-- BEGIN --
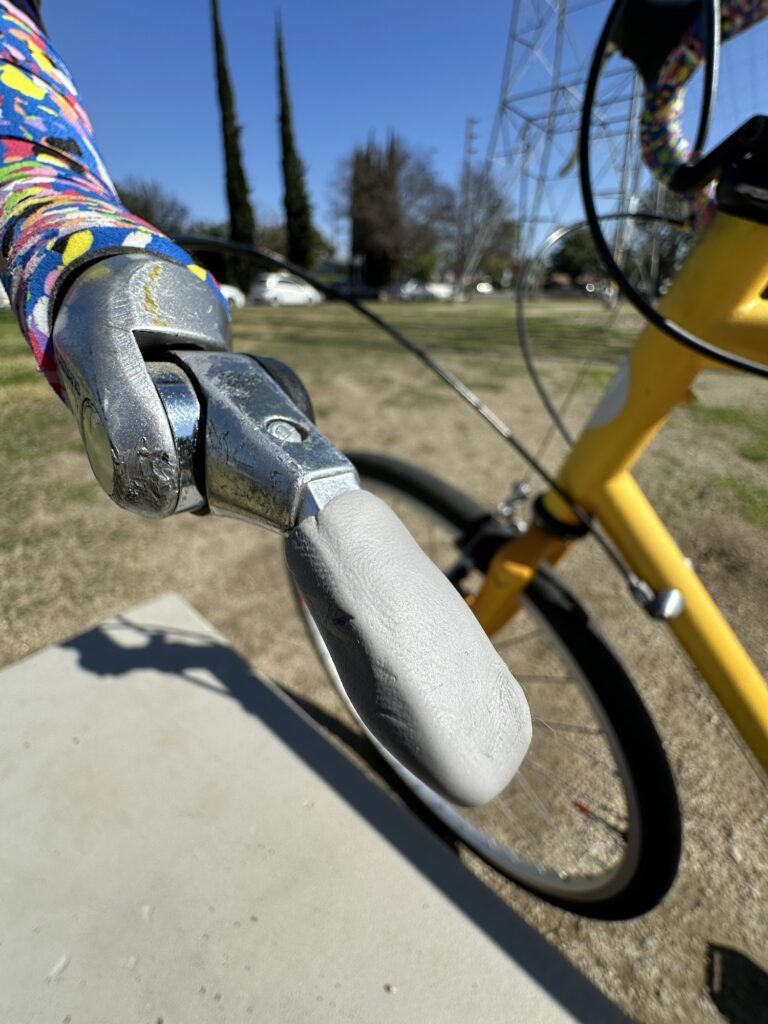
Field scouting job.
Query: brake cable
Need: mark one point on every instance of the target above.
(640, 590)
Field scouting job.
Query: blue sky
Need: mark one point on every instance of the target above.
(145, 73)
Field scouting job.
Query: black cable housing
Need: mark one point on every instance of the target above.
(652, 315)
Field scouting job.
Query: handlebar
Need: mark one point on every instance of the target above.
(172, 421)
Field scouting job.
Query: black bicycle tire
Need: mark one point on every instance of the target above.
(659, 819)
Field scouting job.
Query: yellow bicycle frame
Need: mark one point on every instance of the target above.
(717, 296)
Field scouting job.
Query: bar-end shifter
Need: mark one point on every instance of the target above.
(172, 421)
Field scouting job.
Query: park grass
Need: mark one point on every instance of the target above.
(749, 426)
(752, 499)
(478, 341)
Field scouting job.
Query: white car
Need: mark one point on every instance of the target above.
(284, 290)
(236, 299)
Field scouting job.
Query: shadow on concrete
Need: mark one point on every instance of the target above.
(122, 646)
(738, 986)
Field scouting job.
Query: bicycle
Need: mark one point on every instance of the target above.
(605, 840)
(135, 337)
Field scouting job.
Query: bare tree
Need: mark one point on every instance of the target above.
(151, 202)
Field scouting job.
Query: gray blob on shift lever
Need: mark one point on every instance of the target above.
(414, 660)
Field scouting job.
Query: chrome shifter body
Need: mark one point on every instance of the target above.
(171, 420)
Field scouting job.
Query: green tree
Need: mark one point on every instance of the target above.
(300, 237)
(242, 221)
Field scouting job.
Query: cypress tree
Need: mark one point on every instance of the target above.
(298, 212)
(242, 222)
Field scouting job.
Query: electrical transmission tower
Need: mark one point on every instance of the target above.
(531, 154)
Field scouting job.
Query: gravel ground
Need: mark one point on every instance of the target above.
(69, 559)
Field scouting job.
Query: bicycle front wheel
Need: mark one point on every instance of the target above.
(591, 821)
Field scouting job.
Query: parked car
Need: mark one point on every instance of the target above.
(414, 291)
(284, 290)
(233, 296)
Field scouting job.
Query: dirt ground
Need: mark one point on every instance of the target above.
(69, 559)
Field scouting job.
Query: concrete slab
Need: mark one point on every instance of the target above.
(180, 844)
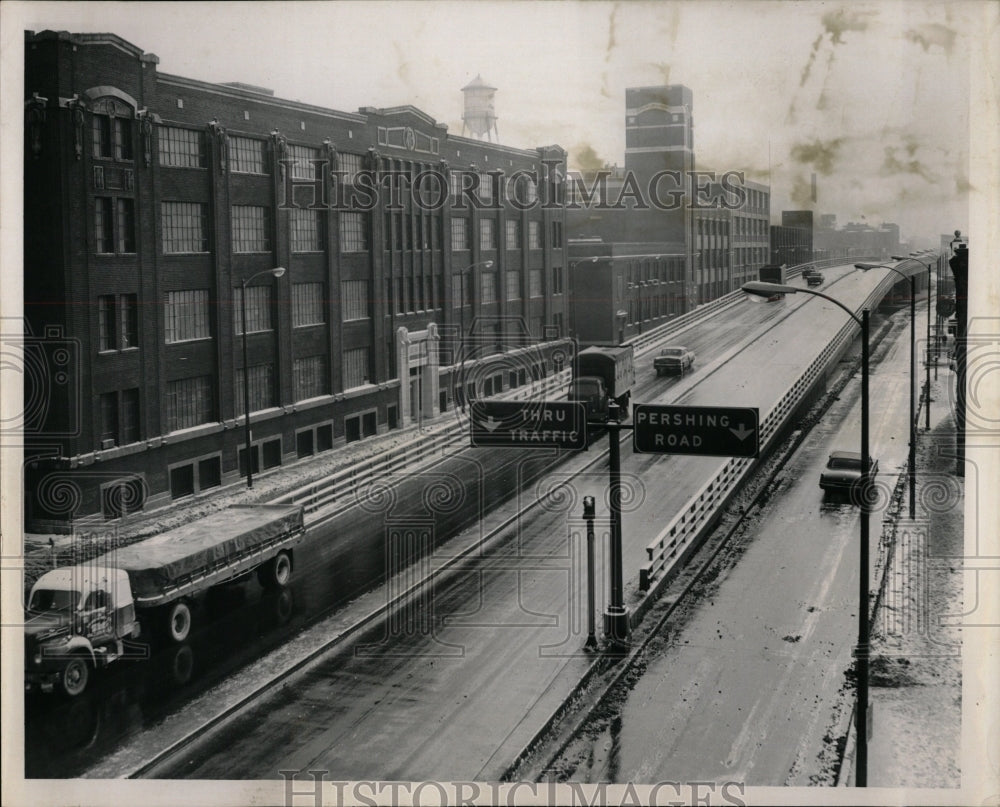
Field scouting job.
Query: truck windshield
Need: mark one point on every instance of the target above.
(585, 388)
(46, 599)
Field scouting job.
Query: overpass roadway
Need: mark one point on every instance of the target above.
(458, 683)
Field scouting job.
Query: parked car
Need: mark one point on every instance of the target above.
(843, 471)
(673, 360)
(813, 277)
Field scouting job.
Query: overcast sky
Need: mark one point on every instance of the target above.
(872, 97)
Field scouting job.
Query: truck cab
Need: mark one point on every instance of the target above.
(77, 619)
(590, 390)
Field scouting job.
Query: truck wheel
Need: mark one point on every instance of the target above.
(276, 572)
(75, 676)
(178, 621)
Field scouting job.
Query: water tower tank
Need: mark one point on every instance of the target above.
(479, 116)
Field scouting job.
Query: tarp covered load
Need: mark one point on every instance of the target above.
(166, 560)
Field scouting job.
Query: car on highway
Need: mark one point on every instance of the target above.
(843, 471)
(813, 277)
(675, 359)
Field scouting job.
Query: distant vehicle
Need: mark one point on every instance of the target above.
(843, 471)
(603, 374)
(813, 277)
(773, 273)
(87, 616)
(673, 360)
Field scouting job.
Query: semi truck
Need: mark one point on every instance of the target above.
(603, 374)
(84, 617)
(774, 273)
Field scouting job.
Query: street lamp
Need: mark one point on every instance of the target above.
(278, 271)
(461, 314)
(862, 651)
(911, 461)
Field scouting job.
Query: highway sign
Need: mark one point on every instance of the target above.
(710, 431)
(529, 424)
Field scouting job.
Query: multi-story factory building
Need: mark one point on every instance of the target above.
(159, 213)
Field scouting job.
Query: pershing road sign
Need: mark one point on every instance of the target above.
(529, 424)
(710, 431)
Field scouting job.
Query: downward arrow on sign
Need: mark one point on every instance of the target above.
(742, 433)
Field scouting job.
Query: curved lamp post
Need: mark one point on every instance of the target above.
(461, 313)
(861, 653)
(911, 460)
(278, 271)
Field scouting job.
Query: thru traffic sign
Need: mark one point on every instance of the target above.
(710, 431)
(529, 424)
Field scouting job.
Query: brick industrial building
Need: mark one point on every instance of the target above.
(661, 204)
(154, 203)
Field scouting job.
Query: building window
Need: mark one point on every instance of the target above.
(534, 235)
(117, 322)
(350, 166)
(531, 187)
(109, 419)
(513, 234)
(459, 234)
(126, 225)
(535, 283)
(130, 416)
(557, 280)
(309, 377)
(104, 233)
(513, 279)
(305, 162)
(354, 298)
(307, 230)
(112, 137)
(353, 232)
(258, 309)
(251, 228)
(261, 382)
(247, 156)
(129, 304)
(488, 289)
(355, 367)
(186, 315)
(485, 188)
(307, 304)
(185, 227)
(189, 402)
(181, 148)
(487, 234)
(106, 323)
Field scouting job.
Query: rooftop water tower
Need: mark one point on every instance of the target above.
(479, 116)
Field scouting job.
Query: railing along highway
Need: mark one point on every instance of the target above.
(648, 339)
(685, 528)
(442, 438)
(343, 486)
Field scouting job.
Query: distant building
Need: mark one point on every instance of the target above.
(792, 240)
(155, 205)
(660, 196)
(620, 290)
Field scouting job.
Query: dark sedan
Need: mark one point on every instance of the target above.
(673, 360)
(843, 471)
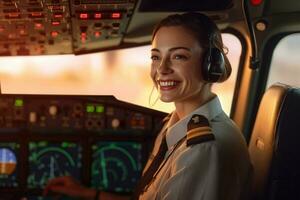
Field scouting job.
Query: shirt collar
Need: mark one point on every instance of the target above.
(176, 129)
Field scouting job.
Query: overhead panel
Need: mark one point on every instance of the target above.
(44, 27)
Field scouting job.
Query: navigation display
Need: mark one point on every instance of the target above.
(53, 159)
(8, 164)
(116, 166)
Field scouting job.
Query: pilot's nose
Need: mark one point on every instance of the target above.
(164, 67)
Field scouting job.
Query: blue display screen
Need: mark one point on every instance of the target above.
(48, 160)
(116, 166)
(8, 164)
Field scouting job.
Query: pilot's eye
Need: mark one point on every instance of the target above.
(179, 57)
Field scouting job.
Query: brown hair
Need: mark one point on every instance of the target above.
(204, 30)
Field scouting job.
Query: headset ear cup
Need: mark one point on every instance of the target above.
(206, 66)
(213, 68)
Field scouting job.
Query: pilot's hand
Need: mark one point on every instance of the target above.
(66, 185)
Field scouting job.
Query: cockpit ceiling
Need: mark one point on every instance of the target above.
(48, 27)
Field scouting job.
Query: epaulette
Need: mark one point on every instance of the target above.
(198, 130)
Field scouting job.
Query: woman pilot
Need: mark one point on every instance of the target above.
(199, 153)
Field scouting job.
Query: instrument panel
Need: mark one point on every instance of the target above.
(46, 27)
(100, 141)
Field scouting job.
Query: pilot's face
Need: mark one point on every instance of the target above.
(176, 64)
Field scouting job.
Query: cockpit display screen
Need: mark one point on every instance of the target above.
(53, 159)
(116, 166)
(8, 164)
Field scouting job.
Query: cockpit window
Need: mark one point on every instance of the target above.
(122, 73)
(285, 62)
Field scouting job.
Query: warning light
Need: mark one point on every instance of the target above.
(57, 15)
(14, 15)
(116, 15)
(55, 23)
(19, 102)
(36, 15)
(22, 32)
(100, 109)
(38, 25)
(256, 2)
(83, 16)
(97, 34)
(97, 15)
(54, 33)
(90, 109)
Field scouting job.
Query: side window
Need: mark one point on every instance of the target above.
(285, 62)
(122, 73)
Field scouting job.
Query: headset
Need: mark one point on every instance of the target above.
(213, 66)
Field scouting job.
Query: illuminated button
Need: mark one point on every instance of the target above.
(116, 15)
(256, 2)
(55, 23)
(53, 110)
(22, 32)
(38, 25)
(116, 25)
(115, 123)
(98, 25)
(32, 117)
(58, 15)
(13, 15)
(83, 28)
(19, 102)
(83, 16)
(97, 15)
(54, 33)
(36, 15)
(97, 34)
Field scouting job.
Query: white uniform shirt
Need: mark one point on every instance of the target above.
(219, 169)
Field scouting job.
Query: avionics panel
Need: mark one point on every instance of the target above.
(48, 160)
(116, 166)
(100, 141)
(9, 153)
(41, 27)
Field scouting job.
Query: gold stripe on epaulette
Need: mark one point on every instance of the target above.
(196, 132)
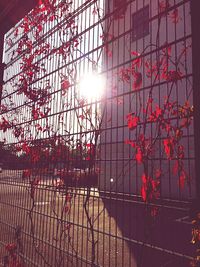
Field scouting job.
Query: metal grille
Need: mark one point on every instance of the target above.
(86, 103)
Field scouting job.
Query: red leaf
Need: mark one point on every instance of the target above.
(175, 16)
(137, 80)
(168, 147)
(174, 75)
(139, 156)
(182, 179)
(132, 121)
(175, 167)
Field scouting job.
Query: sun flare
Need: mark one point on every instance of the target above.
(91, 86)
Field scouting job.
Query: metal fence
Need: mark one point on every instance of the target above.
(97, 135)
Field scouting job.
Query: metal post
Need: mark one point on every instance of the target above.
(1, 64)
(196, 87)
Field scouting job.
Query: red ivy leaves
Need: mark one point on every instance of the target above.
(150, 189)
(34, 185)
(139, 155)
(169, 147)
(174, 15)
(5, 124)
(132, 121)
(137, 80)
(65, 85)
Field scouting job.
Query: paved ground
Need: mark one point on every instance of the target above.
(123, 232)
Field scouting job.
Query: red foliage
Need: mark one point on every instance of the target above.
(132, 121)
(137, 80)
(5, 124)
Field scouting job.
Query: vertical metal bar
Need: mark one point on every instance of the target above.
(196, 87)
(1, 63)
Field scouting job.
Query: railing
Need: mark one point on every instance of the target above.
(97, 136)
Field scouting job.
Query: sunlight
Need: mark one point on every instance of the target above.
(91, 86)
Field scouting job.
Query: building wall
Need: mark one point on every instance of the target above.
(120, 172)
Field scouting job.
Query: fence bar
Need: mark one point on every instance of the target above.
(196, 86)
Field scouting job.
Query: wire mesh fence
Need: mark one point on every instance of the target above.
(97, 136)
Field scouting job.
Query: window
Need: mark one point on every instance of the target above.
(119, 8)
(140, 23)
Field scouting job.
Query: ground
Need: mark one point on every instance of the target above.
(124, 234)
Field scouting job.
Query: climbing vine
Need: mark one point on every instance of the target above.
(153, 126)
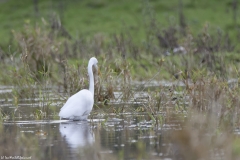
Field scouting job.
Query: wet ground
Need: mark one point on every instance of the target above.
(31, 129)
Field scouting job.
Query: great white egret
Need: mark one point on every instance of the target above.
(79, 105)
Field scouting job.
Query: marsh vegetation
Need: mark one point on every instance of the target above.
(172, 94)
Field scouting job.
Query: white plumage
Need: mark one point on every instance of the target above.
(79, 105)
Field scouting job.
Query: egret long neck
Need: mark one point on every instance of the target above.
(91, 79)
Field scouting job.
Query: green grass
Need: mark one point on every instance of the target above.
(110, 16)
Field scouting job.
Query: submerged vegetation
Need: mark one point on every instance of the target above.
(171, 72)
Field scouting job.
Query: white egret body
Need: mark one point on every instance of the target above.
(79, 105)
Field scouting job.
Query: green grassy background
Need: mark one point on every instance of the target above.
(88, 17)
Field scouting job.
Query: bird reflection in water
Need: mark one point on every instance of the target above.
(77, 134)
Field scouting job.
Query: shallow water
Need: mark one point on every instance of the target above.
(31, 128)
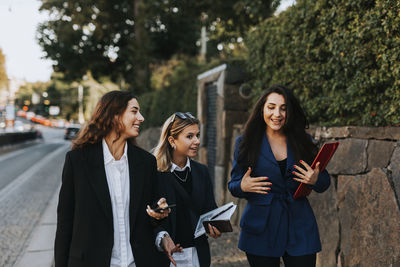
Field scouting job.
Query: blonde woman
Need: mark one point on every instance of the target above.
(187, 184)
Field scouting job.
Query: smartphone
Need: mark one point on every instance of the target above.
(164, 208)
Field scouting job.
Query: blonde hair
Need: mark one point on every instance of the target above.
(173, 126)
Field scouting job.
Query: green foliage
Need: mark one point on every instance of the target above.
(3, 73)
(122, 38)
(175, 84)
(341, 57)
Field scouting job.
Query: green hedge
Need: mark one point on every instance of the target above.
(174, 88)
(341, 57)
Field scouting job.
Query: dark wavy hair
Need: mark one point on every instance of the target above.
(294, 128)
(103, 120)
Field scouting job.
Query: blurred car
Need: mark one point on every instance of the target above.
(71, 131)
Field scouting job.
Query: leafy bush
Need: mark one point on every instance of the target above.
(174, 85)
(341, 57)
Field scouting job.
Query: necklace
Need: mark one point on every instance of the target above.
(180, 178)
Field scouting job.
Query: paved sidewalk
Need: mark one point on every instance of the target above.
(39, 251)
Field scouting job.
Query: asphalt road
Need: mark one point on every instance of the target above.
(29, 177)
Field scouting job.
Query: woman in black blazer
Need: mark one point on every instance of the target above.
(187, 184)
(107, 182)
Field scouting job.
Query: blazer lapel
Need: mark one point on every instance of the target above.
(266, 151)
(197, 185)
(97, 177)
(170, 192)
(136, 181)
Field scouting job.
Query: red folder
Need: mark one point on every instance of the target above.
(324, 155)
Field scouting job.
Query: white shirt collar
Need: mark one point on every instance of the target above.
(175, 167)
(108, 157)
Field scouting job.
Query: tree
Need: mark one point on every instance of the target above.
(342, 58)
(123, 38)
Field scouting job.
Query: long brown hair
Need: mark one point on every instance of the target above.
(294, 129)
(103, 120)
(173, 126)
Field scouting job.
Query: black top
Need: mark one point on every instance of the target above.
(282, 166)
(185, 235)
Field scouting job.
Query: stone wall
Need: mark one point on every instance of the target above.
(359, 215)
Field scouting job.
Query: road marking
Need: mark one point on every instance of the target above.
(27, 174)
(16, 153)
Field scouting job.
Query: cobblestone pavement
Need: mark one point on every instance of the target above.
(224, 251)
(24, 199)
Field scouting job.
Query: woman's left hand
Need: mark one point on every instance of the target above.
-- END --
Please give the number of lines above that contain the word "epaulette". Case counts, and the reply should be the number alone.

RESPONSE TO THIS EXERCISE: 2